[What is asked] Rewrite the lines below as a numbered list, leaving out blank lines and the pictures.

[Input rows]
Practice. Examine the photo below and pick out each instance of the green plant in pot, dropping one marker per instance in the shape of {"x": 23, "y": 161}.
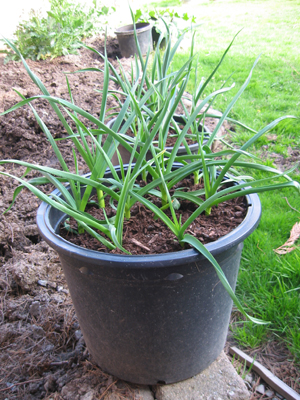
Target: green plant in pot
{"x": 153, "y": 315}
{"x": 151, "y": 79}
{"x": 156, "y": 18}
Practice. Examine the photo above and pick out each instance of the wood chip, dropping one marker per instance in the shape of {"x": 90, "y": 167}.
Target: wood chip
{"x": 287, "y": 247}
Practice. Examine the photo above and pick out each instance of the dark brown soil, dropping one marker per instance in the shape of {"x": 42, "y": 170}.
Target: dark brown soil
{"x": 43, "y": 354}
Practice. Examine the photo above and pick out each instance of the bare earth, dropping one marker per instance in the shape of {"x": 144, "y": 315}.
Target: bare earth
{"x": 43, "y": 352}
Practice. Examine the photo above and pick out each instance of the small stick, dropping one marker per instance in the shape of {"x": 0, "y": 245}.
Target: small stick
{"x": 107, "y": 389}
{"x": 140, "y": 244}
{"x": 272, "y": 380}
{"x": 20, "y": 383}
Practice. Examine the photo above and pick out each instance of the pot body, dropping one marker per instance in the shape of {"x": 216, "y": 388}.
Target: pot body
{"x": 125, "y": 154}
{"x": 125, "y": 36}
{"x": 151, "y": 319}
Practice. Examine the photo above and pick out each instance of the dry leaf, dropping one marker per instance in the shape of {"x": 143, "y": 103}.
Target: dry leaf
{"x": 287, "y": 247}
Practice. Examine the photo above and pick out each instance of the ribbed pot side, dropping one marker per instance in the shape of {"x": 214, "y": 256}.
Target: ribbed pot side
{"x": 151, "y": 319}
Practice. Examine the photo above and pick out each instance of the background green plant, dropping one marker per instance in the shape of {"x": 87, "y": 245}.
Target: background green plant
{"x": 267, "y": 282}
{"x": 60, "y": 33}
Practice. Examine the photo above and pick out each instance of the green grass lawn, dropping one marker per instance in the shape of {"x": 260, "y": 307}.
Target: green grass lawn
{"x": 268, "y": 284}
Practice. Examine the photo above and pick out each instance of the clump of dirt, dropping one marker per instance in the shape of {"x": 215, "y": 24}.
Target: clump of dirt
{"x": 43, "y": 352}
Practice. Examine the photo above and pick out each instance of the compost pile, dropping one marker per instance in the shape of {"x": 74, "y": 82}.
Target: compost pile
{"x": 43, "y": 352}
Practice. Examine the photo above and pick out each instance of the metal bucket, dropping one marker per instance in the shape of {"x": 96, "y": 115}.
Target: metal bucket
{"x": 126, "y": 38}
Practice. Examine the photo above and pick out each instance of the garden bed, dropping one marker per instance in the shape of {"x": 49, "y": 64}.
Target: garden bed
{"x": 43, "y": 352}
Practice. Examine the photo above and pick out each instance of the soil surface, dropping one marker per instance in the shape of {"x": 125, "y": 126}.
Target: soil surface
{"x": 43, "y": 352}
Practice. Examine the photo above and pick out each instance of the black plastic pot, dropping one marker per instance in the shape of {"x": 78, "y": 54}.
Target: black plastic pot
{"x": 151, "y": 319}
{"x": 125, "y": 154}
{"x": 125, "y": 36}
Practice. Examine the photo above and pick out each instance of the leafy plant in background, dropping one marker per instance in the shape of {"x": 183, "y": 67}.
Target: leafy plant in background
{"x": 60, "y": 33}
{"x": 160, "y": 173}
{"x": 170, "y": 16}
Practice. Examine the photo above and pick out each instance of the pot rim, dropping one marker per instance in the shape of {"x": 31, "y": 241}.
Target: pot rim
{"x": 129, "y": 29}
{"x": 233, "y": 238}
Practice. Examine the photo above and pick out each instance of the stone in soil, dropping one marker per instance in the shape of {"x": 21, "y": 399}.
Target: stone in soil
{"x": 217, "y": 382}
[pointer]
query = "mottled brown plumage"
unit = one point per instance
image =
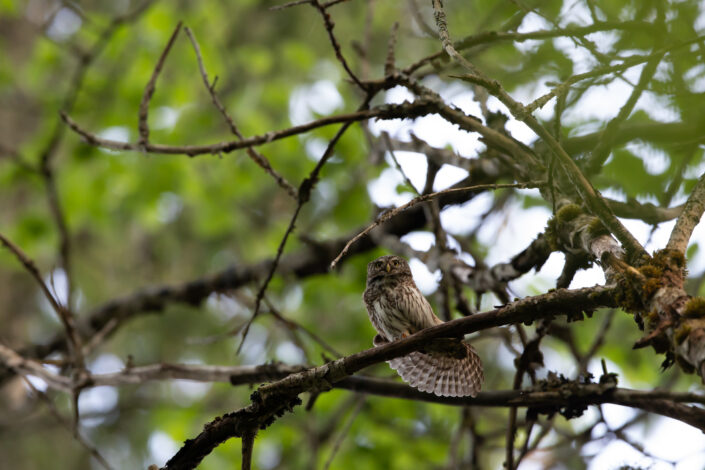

[Solution]
1. Practice. Examine the photo below and pick out each instance of the green plant in pot, dropping one marker per instance in the shape of {"x": 23, "y": 161}.
2. Target: green plant in pot
3. {"x": 153, "y": 315}
4. {"x": 151, "y": 79}
5. {"x": 156, "y": 18}
6. Practice. Examine the photo above and pick out each instance of the wood chip, dropping one marker per instance in the shape of {"x": 90, "y": 167}.
7. Target: wood chip
8. {"x": 287, "y": 247}
9. Practice. Examine the photo above and pick out each instance of the dark brown soil, dropping one marker per instance in the shape of {"x": 42, "y": 170}.
10. Target: dark brown soil
11. {"x": 43, "y": 354}
12. Practice. Examine the photo above and pick out each instance of the bare earth, dropping one marker per instance in the shape of {"x": 144, "y": 315}.
13. Target: bare earth
14. {"x": 43, "y": 352}
15. Practice. Examine the photo above and pick out each instance of the small stick, dropping one marker per instance in the shape of {"x": 0, "y": 245}.
16. Target: small stick
17. {"x": 107, "y": 389}
18. {"x": 140, "y": 244}
19. {"x": 272, "y": 380}
20. {"x": 20, "y": 383}
21. Practice. Examine the photo above and pick out each instance of the pot body, dropping one marker per instance in the shape of {"x": 216, "y": 388}.
22. Target: pot body
23. {"x": 125, "y": 154}
24. {"x": 125, "y": 36}
25. {"x": 151, "y": 319}
26. Practice. Examine the photo above and pick out each instance of the dry leaf, dropping one marker per instance in the shape of {"x": 143, "y": 103}.
27. Target: dry leaf
28. {"x": 287, "y": 247}
29. Practice. Examine the photo above and pick out each instance of the ribbed pot side, dropping one marker per instance in the shape of {"x": 214, "y": 256}.
30. Target: ribbed pot side
31. {"x": 151, "y": 319}
32. Practice. Examine the photo above and pick out each instance of the background green plant, dropping one marker per instance in the shape of {"x": 87, "y": 245}.
33. Target: background green plant
34. {"x": 267, "y": 282}
35. {"x": 60, "y": 33}
36. Practice. Examine the photo above and pick out each instance of the green grass lawn, dropping one marker per instance in the shape of {"x": 260, "y": 307}.
37. Target: green grass lawn
38. {"x": 268, "y": 284}
39. Practice. Examine the photo above and pick out each instance of the clump of dirt, dropping one marker per instance in the shape of {"x": 215, "y": 24}.
40. Target: clump of dirt
41. {"x": 43, "y": 352}
42. Practice. Examine the photo above and pick out each instance of the compost pile, dropping one marker per instance in the shape of {"x": 74, "y": 82}.
43. Target: compost pile
44. {"x": 43, "y": 352}
45. Practice. Examine the photo above and pick out each instance of the metal bucket, dropping one marker per instance in the shape of {"x": 96, "y": 115}.
46. Target: metal bucket
47. {"x": 126, "y": 38}
48. Practice. Examine the photo above and pick out each instance of the garden bed, dropping one marker per instance in the shape of {"x": 49, "y": 64}.
49. Target: garden bed
50. {"x": 43, "y": 352}
51. Practice. Examine the photo above and pick out each instance of the soil surface, dropping one marker per instance in the shape of {"x": 125, "y": 126}.
52. Target: soil surface
53. {"x": 43, "y": 352}
54. Practice. Examine the photo above and pick out each instance of the black plastic pot, dropping one marker per instance in the shape of {"x": 78, "y": 54}.
55. Target: black plastic pot
56. {"x": 151, "y": 319}
57. {"x": 125, "y": 154}
58. {"x": 125, "y": 36}
59. Practice. Examine the photo above and pick out each instance of the leafy plant in background, dropping one marker per instance in the shape of {"x": 183, "y": 67}.
60. Target: leafy plant in background
61. {"x": 60, "y": 33}
62. {"x": 160, "y": 173}
63. {"x": 170, "y": 16}
64. Practice. Examine the photo above and pick out each instance of the pot rim, dropping one marker per instance in the shape of {"x": 31, "y": 241}.
65. Target: pot rim
66. {"x": 129, "y": 29}
67. {"x": 233, "y": 238}
68. Practice. Examine the photo above and pick out each instance of the stone in soil, dropping one marker per instance in the shape of {"x": 21, "y": 399}.
69. Target: stone in soil
70. {"x": 217, "y": 382}
71. [pointer]
72. query = "mottled brown plumage"
73. unit = one point per instance
74. image =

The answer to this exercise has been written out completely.